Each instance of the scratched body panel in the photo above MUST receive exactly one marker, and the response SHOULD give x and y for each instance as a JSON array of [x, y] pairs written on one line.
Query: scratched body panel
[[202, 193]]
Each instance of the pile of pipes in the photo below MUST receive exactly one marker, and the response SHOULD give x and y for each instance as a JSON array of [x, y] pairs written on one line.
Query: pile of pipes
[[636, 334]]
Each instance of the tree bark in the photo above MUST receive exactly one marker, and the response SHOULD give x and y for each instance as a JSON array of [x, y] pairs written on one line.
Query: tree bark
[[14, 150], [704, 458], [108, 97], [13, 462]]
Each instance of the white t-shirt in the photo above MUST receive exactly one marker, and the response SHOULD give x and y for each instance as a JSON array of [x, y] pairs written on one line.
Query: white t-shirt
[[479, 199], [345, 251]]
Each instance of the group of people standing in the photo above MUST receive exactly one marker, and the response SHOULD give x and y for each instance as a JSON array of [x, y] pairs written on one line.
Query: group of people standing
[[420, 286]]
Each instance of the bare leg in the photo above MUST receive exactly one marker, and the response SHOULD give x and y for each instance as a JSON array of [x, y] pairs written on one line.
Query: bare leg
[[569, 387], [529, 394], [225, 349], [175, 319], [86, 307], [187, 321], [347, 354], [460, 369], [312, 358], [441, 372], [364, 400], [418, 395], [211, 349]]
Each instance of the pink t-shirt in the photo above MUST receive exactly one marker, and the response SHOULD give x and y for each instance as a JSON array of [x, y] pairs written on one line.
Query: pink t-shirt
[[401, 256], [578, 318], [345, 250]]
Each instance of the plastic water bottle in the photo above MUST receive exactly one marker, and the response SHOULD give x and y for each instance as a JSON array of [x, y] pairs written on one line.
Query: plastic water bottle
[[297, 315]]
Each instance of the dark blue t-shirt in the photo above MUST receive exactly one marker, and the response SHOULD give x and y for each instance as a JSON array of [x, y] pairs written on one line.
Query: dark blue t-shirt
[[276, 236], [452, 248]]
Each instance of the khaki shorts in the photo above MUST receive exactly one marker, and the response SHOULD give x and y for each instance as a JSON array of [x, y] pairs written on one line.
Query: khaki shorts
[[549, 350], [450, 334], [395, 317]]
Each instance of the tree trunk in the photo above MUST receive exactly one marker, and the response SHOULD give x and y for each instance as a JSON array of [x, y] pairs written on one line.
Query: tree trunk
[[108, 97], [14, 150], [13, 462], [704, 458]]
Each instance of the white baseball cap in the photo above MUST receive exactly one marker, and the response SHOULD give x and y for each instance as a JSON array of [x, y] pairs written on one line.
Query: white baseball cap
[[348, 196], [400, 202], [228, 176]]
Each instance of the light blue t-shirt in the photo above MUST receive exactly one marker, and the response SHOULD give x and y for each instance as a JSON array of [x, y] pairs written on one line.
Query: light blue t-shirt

## The problem:
Across all the records above, count the lines that contain "light" and reply with only the number.

## Written answer:
2